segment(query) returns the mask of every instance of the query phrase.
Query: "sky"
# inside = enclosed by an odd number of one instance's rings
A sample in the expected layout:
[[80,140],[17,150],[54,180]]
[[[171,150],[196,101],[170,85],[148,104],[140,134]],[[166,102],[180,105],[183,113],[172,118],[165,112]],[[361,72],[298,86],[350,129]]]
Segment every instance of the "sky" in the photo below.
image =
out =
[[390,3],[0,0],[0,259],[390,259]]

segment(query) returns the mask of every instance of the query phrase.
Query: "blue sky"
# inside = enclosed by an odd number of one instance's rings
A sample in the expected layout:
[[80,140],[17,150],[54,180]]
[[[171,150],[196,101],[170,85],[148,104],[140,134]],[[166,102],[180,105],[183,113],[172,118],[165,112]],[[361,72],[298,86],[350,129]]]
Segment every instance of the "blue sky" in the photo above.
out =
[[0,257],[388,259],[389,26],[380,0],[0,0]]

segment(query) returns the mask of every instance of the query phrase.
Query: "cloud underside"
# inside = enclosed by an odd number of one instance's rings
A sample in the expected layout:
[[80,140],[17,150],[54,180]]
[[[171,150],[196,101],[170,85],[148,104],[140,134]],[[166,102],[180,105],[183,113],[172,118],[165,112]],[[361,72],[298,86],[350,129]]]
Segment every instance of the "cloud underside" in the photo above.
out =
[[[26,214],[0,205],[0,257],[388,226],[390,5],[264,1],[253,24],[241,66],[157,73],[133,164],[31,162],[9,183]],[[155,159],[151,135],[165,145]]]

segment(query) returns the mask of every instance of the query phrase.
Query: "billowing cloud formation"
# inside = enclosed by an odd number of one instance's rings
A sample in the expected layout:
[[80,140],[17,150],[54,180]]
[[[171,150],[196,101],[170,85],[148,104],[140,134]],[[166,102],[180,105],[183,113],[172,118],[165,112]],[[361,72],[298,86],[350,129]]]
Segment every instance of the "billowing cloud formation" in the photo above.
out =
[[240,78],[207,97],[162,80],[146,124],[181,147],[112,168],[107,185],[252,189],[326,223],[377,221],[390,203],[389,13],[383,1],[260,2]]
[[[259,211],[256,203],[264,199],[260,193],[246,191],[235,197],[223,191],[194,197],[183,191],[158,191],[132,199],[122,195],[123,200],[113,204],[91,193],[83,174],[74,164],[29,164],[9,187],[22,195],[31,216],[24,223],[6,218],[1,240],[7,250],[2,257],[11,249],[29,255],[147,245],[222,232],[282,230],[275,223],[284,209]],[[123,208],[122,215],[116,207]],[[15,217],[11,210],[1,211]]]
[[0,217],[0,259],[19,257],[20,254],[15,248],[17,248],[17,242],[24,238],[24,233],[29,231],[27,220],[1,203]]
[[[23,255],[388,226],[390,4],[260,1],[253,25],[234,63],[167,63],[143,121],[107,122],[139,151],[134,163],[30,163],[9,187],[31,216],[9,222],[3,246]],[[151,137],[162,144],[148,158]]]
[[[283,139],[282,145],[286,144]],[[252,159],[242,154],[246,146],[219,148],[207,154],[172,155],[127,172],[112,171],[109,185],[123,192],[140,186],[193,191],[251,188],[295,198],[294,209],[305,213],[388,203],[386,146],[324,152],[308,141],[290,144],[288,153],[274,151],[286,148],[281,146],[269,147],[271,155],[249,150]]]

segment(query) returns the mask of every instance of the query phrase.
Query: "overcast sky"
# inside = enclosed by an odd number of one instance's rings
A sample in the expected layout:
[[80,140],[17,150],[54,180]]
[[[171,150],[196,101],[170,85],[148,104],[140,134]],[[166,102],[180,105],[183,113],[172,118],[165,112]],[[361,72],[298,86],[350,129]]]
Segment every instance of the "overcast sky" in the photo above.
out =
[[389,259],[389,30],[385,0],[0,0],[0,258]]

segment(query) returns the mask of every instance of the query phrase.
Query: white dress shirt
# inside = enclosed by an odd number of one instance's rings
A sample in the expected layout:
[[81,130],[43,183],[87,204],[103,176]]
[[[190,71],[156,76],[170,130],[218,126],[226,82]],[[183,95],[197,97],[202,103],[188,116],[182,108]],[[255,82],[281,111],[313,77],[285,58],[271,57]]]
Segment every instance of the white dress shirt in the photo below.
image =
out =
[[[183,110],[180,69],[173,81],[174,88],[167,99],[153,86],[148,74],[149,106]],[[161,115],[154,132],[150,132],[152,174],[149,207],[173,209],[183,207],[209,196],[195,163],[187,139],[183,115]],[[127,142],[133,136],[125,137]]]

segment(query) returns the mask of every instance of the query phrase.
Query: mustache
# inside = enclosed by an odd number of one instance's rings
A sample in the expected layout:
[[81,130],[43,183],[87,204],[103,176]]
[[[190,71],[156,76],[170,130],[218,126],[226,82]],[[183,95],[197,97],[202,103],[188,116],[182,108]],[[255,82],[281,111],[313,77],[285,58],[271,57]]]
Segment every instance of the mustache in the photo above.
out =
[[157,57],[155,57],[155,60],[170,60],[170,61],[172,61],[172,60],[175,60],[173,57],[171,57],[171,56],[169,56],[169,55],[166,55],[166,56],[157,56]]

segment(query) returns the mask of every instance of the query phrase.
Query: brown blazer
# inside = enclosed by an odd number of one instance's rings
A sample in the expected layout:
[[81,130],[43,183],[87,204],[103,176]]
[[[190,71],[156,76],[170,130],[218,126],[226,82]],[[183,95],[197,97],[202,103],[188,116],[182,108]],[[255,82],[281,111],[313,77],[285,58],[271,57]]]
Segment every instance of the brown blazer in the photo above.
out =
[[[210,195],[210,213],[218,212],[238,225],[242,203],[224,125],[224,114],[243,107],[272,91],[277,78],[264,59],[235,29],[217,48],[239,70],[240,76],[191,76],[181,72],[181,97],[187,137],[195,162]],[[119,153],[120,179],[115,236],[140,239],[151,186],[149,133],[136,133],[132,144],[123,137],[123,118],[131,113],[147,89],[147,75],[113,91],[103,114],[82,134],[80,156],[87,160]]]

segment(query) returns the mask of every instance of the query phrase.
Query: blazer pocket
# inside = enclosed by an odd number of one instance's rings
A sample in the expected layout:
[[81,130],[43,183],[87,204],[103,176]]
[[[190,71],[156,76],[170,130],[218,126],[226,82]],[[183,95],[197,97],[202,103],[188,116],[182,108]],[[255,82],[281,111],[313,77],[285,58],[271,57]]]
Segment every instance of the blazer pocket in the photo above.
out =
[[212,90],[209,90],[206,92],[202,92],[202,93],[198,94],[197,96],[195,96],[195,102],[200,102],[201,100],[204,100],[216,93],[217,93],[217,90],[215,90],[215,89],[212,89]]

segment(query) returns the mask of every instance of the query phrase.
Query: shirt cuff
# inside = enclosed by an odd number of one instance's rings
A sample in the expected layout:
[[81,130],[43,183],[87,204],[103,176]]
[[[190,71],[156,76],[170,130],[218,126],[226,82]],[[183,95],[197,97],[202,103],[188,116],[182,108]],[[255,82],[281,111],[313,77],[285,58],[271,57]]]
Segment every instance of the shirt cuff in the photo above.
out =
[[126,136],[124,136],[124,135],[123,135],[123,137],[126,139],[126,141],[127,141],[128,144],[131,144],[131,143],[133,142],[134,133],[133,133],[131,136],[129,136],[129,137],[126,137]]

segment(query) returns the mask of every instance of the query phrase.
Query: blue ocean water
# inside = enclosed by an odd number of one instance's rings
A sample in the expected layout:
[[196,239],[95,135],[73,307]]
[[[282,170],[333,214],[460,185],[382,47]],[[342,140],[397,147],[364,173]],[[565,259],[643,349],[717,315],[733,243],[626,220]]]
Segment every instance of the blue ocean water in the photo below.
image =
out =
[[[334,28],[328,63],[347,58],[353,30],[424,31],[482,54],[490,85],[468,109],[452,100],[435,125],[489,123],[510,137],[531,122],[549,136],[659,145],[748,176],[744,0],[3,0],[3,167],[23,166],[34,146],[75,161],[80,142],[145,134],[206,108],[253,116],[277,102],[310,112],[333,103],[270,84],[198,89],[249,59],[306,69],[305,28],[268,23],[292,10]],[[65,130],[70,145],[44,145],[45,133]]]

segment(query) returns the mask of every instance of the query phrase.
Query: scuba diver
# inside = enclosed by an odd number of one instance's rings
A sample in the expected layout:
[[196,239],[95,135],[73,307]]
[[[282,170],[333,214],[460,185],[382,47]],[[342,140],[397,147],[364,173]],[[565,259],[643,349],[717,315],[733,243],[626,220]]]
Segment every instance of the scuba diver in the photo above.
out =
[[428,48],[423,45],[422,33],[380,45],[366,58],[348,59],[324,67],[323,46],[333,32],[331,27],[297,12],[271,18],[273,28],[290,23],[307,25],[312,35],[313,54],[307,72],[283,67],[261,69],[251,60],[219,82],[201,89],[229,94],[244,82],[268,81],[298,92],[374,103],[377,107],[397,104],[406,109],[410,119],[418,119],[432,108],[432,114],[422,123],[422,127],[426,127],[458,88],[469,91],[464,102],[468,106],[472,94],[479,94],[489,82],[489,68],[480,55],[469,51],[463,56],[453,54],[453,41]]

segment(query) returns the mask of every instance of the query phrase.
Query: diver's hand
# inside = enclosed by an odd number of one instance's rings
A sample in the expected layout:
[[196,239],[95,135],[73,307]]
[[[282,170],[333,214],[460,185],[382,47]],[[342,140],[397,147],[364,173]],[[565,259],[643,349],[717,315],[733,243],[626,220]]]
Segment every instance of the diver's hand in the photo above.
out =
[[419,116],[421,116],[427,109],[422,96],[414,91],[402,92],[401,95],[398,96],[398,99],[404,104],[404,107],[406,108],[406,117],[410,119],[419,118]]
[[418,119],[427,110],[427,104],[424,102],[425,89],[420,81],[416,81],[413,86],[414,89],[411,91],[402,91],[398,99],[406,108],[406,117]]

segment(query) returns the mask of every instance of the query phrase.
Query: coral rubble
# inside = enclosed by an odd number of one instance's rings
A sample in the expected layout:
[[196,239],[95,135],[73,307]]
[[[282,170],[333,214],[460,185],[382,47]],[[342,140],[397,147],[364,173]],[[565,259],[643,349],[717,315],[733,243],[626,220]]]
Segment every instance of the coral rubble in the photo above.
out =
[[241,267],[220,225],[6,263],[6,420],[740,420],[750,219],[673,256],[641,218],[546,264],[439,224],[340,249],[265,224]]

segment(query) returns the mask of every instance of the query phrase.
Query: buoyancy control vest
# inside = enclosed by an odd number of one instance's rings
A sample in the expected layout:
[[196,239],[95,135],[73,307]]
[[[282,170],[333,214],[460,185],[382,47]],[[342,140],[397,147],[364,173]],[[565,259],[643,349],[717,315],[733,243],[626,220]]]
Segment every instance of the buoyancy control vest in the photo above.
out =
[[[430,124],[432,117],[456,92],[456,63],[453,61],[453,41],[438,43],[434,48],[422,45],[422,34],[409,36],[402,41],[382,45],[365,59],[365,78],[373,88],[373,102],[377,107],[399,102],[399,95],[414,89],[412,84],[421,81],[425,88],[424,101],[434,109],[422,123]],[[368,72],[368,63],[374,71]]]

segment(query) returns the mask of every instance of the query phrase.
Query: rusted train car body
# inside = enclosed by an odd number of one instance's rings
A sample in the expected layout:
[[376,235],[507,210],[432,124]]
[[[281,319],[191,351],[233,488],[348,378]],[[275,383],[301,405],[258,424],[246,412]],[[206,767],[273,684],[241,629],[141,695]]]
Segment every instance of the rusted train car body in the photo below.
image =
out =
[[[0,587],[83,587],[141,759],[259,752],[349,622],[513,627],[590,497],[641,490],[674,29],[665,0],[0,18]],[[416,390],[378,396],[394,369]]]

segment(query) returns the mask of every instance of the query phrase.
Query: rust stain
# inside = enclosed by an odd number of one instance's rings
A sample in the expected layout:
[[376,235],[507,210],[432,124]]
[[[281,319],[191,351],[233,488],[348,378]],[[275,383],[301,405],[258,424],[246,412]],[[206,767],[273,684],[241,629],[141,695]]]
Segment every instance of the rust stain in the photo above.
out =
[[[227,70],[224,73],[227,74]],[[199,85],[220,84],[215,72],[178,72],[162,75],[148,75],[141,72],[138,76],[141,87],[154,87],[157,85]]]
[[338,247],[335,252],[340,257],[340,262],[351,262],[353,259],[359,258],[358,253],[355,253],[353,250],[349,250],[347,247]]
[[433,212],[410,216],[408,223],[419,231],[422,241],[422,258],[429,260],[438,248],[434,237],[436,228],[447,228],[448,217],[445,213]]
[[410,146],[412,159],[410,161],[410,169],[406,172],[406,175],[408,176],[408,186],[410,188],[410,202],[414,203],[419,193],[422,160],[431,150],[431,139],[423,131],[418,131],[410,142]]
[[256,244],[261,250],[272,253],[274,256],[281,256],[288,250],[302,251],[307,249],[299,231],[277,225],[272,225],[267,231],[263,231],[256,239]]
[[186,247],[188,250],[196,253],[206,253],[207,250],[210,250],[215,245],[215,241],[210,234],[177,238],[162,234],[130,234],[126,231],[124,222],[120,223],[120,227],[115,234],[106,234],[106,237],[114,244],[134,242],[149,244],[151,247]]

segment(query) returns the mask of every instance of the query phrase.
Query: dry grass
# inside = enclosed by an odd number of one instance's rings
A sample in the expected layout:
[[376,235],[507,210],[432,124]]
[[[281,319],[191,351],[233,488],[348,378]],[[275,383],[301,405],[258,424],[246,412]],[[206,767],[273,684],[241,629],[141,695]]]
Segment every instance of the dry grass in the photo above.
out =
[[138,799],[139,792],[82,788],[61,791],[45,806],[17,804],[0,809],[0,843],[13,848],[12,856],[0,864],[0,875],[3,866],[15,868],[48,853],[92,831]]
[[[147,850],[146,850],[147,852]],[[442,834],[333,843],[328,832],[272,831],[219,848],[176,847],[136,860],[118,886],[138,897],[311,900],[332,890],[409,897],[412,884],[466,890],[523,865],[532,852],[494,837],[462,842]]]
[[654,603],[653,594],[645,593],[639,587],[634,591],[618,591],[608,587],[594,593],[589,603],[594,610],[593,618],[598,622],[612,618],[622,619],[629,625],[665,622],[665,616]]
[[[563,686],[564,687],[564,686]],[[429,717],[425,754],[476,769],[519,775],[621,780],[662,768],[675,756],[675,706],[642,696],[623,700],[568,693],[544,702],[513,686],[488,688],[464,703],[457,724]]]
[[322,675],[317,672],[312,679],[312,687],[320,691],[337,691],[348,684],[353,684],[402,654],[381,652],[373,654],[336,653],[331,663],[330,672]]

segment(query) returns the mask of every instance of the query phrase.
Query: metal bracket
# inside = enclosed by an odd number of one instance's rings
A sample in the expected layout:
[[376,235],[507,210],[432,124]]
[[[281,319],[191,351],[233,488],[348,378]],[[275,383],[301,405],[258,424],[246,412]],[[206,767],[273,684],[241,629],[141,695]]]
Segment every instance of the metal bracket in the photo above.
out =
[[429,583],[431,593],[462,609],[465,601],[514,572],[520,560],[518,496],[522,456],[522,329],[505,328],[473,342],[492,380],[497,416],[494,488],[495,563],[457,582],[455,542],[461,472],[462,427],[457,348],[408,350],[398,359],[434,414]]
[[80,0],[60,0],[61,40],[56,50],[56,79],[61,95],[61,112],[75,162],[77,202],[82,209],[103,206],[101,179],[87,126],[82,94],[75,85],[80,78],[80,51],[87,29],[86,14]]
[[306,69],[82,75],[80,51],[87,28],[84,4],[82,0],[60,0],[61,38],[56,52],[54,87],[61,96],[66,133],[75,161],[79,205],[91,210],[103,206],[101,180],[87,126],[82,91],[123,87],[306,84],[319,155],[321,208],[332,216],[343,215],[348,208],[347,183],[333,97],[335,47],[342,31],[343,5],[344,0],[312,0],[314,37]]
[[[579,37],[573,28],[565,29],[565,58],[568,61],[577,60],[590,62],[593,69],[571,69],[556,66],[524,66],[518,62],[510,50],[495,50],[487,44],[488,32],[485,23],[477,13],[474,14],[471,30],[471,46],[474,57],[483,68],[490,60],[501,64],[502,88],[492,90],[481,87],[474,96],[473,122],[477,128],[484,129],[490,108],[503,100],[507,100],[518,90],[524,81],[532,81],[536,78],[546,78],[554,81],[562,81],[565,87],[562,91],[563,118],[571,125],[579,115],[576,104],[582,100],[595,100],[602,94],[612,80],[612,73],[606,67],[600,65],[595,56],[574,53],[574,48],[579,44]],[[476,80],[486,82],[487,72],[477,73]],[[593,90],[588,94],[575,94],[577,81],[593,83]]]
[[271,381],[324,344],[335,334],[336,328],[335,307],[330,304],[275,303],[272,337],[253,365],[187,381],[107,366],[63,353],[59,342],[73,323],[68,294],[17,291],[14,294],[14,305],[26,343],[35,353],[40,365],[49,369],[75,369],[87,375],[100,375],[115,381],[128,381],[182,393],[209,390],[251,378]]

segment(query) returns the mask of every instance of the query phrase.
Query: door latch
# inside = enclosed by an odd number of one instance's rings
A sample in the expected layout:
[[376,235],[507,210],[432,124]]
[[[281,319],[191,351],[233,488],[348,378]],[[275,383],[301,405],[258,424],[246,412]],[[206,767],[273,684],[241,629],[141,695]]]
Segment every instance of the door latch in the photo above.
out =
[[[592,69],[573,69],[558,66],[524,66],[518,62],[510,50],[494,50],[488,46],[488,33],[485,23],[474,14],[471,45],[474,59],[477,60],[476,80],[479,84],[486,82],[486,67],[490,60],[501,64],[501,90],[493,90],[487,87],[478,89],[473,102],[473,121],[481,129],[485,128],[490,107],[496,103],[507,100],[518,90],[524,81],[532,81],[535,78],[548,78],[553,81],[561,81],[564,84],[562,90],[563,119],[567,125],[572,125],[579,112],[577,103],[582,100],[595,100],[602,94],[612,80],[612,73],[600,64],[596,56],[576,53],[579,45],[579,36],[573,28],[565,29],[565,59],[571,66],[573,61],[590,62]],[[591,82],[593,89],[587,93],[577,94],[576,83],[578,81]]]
# # # # # # #
Task instructions.
Pull together all lines from the data that mention the word "shirt".

Your solution.
Query: white dress shirt
Segment every instance of the white dress shirt in the photo below.
Query: shirt cuff
Segment every instance of the shirt cuff in the photo above.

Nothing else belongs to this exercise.